**** ФРАГМЕНТ ТЕКСТА

– Мне нечего волноваться, так как я ничего дурного не сделала. Мне было бы досадно за императрицу, если бы она питала несправедливые чувства ко мне; впрочем, я ведь не впервые переношу несправедливости.
Императрица вскоре появилась и, дав присутствующим поцеловать руку, сказала мне: «Пойдем со мной, княгиня». Надеюсь, что читатели этих записок поверят мне, что это приглашение доставило мне огромное удовольствие – не столько за себя, сколько за императрицу, так как я с грустью должна была сознаться, что моя отставка и отъезд из Петербурга не послужили бы к ее чести. Надеюсь также, что мне не припишут тщеславие, которым я никогда не грешила.
Словом, я была очень рада, что императрица не заставила меня окончательно порвать с ней, и как только переступила порог, я попросила ее дать мне поцеловать руку и забыть всё происшедшее за последние дни. Императрица начала было: «Но в самом деле, княгиня…», но я ее прервала, сказав, что черная кошка проскочила между нами и не следует ее звать назад. Императрица, смеясь, заговорила о другом; я сама была очень весела и за обедом заставила ее хохотать.
Война со Швецией закончилась миром, подписанным в августе 1790 года. Можно было надеяться на заключение весьма славного для нас мира и с Турцией. Все радовались в Петербурге. Вскоре действительно был подписан мир, достойный высоких подвигов нашей армии, беззаветного патриотизма некоторых генералов и офицеров. Никакие интриги французов не могли впоследствии подвинуть Турцию на новую войну с Россией; она ее боялась. Мне хотелось увидеться с братом, пожить в моем любимом имении и совсем удалиться со службы и от жизни в туманной столице, но я не хотела покидать Петербург, не заплатив долгов дочери. У меня был еще свой долг в банке в 32 000 рублей, которым я ликвидировала свои заграничные долги[51]; мечтая о спокойной деревенской жизни, я решила продать свой петербургский дом и расстаться со столицей, покончив со всеми долгами, и тем приобрести спокойствие духа.

********

● **УСЛОВИЯ ЗАДАНИЯ**
Перепишите дословно часть фрагмента текста между словами «Императрица вскоре появилась» и «заставила ее хохотать.», включая сами эти слова.

**** СТРОКИ ДАННЫХ

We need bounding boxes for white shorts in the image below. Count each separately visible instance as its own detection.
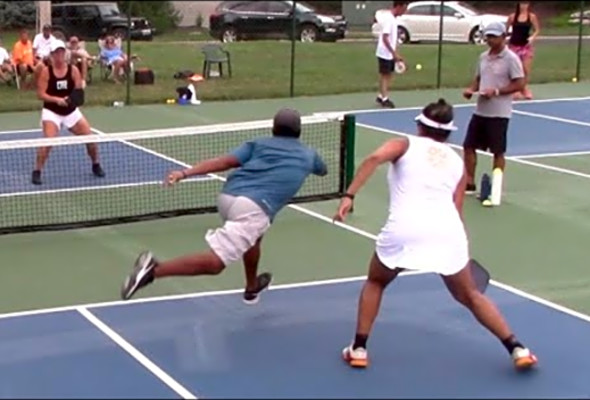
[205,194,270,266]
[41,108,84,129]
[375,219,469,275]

********
**** СТРОКИ ДАННЫХ

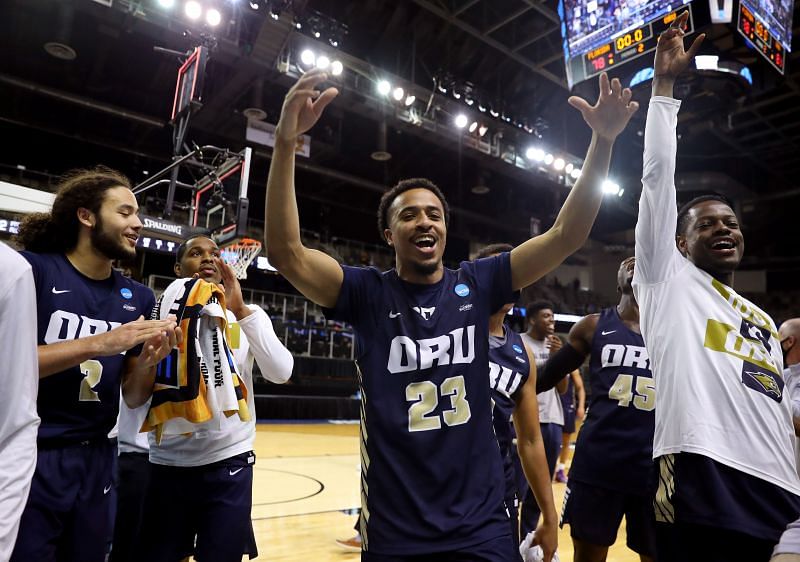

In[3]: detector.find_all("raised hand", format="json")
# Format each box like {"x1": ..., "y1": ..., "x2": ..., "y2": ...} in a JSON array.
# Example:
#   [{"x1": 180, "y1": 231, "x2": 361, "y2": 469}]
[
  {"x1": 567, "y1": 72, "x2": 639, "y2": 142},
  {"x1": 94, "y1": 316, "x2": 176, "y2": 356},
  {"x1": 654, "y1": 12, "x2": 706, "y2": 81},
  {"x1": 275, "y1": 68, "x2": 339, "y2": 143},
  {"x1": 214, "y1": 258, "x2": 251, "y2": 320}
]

********

● **ПОЛНЫЙ ОТВЕТ**
Императрица вскоре появилась и, дав присутствующим поцеловать руку, сказала мне: «Пойдем со мной, княгиня». Надеюсь, что читатели этих записок поверят мне, что это приглашение доставило мне огромное удовольствие – не столько за себя, сколько за императрицу, так как я с грустью должна была сознаться, что моя отставка и отъезд из Петербурга не послужили бы к ее чести. Надеюсь также, что мне не припишут тщеславие, которым я никогда не грешила.
Словом, я была очень рада, что императрица не заставила меня окончательно порвать с ней, и как только переступила порог, я попросила ее дать мне поцеловать руку и забыть всё происшедшее за последние дни. Императрица начала было: «Но в самом деле, княгиня…», но я ее прервала, сказав, что черная кошка проскочила между нами и не следует ее звать назад. Императрица, смеясь, заговорила о другом; я сама была очень весела и за обедом заставила ее хохотать.